── Recorded data ──

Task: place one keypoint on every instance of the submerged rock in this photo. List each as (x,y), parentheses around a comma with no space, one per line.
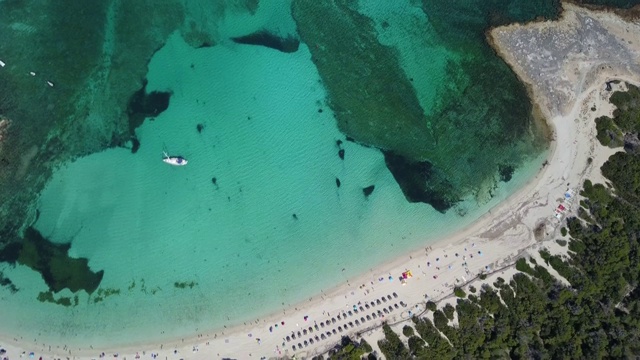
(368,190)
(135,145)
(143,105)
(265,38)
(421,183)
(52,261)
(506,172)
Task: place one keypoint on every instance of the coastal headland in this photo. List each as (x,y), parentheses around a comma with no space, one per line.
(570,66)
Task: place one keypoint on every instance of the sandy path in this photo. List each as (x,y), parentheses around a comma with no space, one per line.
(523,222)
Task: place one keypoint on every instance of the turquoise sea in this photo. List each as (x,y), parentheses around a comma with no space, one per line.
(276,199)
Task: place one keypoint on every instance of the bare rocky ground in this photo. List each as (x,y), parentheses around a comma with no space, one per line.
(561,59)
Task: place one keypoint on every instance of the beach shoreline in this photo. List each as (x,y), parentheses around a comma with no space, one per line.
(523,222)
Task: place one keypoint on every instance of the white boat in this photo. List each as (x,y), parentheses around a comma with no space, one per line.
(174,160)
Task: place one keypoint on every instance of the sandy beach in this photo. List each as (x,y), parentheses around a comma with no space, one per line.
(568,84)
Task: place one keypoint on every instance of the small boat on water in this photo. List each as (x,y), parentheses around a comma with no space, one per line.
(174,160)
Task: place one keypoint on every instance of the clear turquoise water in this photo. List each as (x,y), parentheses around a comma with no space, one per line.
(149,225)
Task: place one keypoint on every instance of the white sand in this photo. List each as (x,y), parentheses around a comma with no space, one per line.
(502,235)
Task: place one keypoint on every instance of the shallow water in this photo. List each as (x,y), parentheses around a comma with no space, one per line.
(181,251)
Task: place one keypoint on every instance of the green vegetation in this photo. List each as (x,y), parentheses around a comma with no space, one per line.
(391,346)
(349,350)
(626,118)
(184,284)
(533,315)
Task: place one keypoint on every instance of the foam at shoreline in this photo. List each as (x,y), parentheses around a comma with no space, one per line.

───

> [What to do]:
Write every line of the listing above as a JSON array of strings, one string per line, with blank lines skipped. Leave the picture out.

> [Finished exercise]:
[
  "Task: place one keypoint on every instance of the submerged rock in this photo. List each as (x,y), parentheses around a comma with no space, one per line.",
  "(368,190)",
  "(135,145)",
  "(143,105)",
  "(265,38)",
  "(421,183)",
  "(52,261)",
  "(506,172)",
  "Task: place one keypoint on every instance of the coastal headland in this photo. List each as (x,y), parentheses around a comma with no space, one per line.",
  "(570,66)",
  "Task: place one keypoint on every instance of the sandy path in this photo. List each as (x,y), parentheses around a comma with no space, one per line.",
  "(523,222)",
  "Task: place one keypoint on every instance of the turquoise sea in this photo. List each as (x,y), parentheses around a comma with no space, one per line.",
  "(276,199)",
  "Task: place one keypoint on every instance of the bare rocky ground in this photo. List each as (x,y), parentheses around a comma with no space, one per line.",
  "(561,59)",
  "Task: place one keypoint on every instance of the beach shoreline in this photo. List each as (x,y), parentheses around a comma with no space, one per line.",
  "(523,222)",
  "Task: place one keypoint on every instance of the white boat in this photo. List each as (x,y), parentheses around a comma with no space, one per line.",
  "(174,160)",
  "Task: place one keypoint on every instance of the sandy beach in this photo. List each as (x,y), parentheses around a comma with no space, one per line.",
  "(568,84)",
  "Task: place one keypoint on every instance of the small boat on water in this photo. List each as (x,y), parentheses around a comma with no space, one per line.",
  "(174,160)",
  "Task: place one keypoint on every instance of the clear turquoise water in this photo. List each as (x,y), parentheses around a comma with no space, one per line.",
  "(149,225)",
  "Task: place one keypoint on every instance of the white sand in this photo. List each as (x,y), parentheses around a comma with no space, one per line.",
  "(502,235)",
  "Task: place one keypoint on every instance of the shallow water in this photo. List each as (x,y), parentheses around a comma with no space, one per line.",
  "(181,251)",
  "Task: place one keypoint on every instance of the green vegetation in this photo. List each as (x,y), parentheses around a comma with no space, one per line.",
  "(391,346)",
  "(349,350)",
  "(626,118)",
  "(184,284)",
  "(533,315)",
  "Task: place one keypoint on every instance of the foam at shoreline in this photo. List each as (x,y), parentheses around a comma with no space, one per line."
]